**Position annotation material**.

--- BEGIN ---

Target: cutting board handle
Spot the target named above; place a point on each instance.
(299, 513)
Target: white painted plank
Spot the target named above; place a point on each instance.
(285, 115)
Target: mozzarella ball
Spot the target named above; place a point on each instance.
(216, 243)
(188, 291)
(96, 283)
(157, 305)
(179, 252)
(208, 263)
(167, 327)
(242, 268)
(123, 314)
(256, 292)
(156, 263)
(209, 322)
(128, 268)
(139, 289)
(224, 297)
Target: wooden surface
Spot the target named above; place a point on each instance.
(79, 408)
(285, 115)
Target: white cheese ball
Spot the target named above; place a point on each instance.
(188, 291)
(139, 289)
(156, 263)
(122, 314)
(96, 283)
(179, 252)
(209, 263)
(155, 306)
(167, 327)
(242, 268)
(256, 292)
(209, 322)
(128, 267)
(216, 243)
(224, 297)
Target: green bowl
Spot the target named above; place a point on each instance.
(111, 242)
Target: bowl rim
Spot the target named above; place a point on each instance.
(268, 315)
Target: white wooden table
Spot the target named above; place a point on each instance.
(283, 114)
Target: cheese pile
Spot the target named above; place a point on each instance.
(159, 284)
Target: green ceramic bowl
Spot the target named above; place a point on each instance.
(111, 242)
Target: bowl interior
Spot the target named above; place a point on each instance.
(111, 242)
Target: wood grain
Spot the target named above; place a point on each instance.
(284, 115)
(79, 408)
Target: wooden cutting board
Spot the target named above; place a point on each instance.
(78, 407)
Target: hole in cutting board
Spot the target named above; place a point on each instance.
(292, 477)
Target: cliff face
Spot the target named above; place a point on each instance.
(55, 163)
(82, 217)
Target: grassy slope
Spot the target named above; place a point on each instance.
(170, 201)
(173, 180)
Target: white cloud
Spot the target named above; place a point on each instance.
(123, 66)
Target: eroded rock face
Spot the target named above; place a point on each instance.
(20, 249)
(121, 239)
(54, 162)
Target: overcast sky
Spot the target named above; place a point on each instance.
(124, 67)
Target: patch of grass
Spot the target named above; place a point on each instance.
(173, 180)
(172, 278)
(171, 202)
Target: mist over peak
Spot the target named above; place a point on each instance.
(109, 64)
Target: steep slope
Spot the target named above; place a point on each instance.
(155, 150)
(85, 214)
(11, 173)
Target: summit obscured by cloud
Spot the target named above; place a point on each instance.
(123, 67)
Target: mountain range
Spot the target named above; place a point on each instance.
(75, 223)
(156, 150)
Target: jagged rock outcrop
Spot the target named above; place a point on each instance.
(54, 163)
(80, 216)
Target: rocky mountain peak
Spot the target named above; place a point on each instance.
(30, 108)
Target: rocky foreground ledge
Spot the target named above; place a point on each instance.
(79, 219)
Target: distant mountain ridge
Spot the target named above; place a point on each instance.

--- END ---

**Given task**. Scale the material from the line with "Target: bowl interior" through the end of the material, both ends included. Write every line of that stretch again, with each point coordinate multiplied by 2 and rounded to a whole number (halves up), and leave all other text as it is.

**Output for this exercise**.
Target: bowl interior
Spot the target named above; place a point on each instance.
(222, 484)
Target: wood grain
Spot the target named above; place a point on each instance.
(568, 230)
(158, 816)
Target: wooden cutting board
Spot the target named above; place a point on each instance.
(156, 814)
Target: hole in cutting board
Spot the target named above; place a point on each instance.
(584, 954)
Target: cliff face
Spot the target named above; place a point on each instance.
(110, 326)
(164, 434)
Target: grassy slope
Spot the target named above; place a point on each instance.
(340, 402)
(346, 360)
Target: white cloud
Spot the target named above; place a point on each instance.
(246, 132)
Target: eroded rock face
Spot the target named above; place a point on each instance.
(40, 498)
(242, 478)
(108, 324)
Target: overcast sky
Spot the target named above; place a point on each instance.
(248, 134)
Target: patch of grass
Spot the target named above; place a point on each instance.
(346, 360)
(344, 556)
(342, 404)
Target: mist over peak
Spot the target named above; place a point on each instance.
(218, 128)
Target: steep slope
Spot the target named above; place a point on each instance.
(310, 300)
(170, 428)
(22, 346)
Target: summit obscured by cloud
Spot the target named above; place a point on each instance.
(246, 134)
Target: mountain range
Spot the target named above; place a point on each instance.
(150, 446)
(312, 300)
Target: jagged rock outcrop
Spot the target named above; place a point on each instance.
(108, 326)
(160, 432)
Target: rocky mountain peak
Spot the target named above; place a point on each instance.
(60, 216)
Target: rocky foreground ledge
Spot the target named above; place a point on each instance.
(158, 438)
Target: distant mountain ridge
Spot the target named above; place a point on each instance.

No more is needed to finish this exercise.